# [WHAT IS REQUIRED]
Give the listing below again exactly, but without any of its pictures.

# [SUPPLIED RECORDS]
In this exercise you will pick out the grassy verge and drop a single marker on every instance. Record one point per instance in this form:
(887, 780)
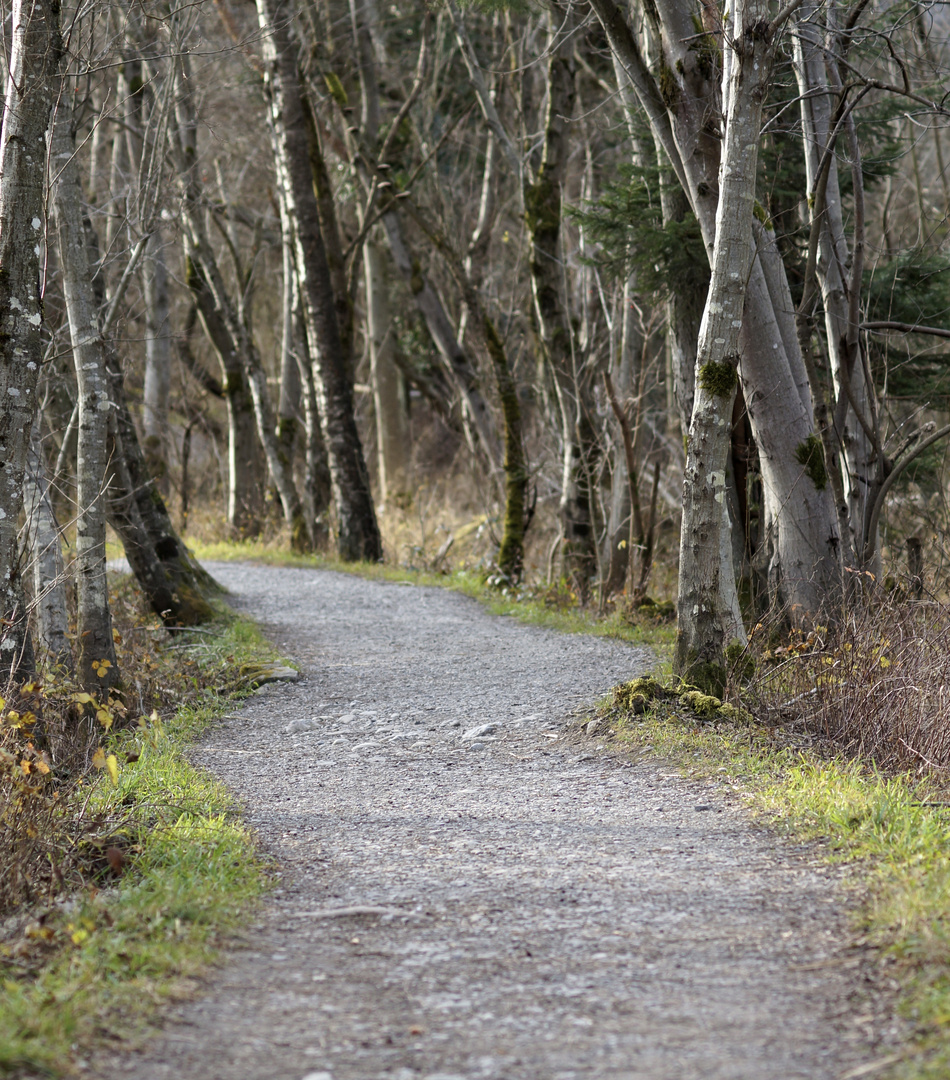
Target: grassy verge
(893, 829)
(554, 607)
(171, 873)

# [ANSWER SECTION]
In this exercise you will pick out the grassy verge and drop a single marker on every instance. Record one point per instance in this form:
(887, 780)
Target: grassy verge
(893, 829)
(554, 607)
(171, 873)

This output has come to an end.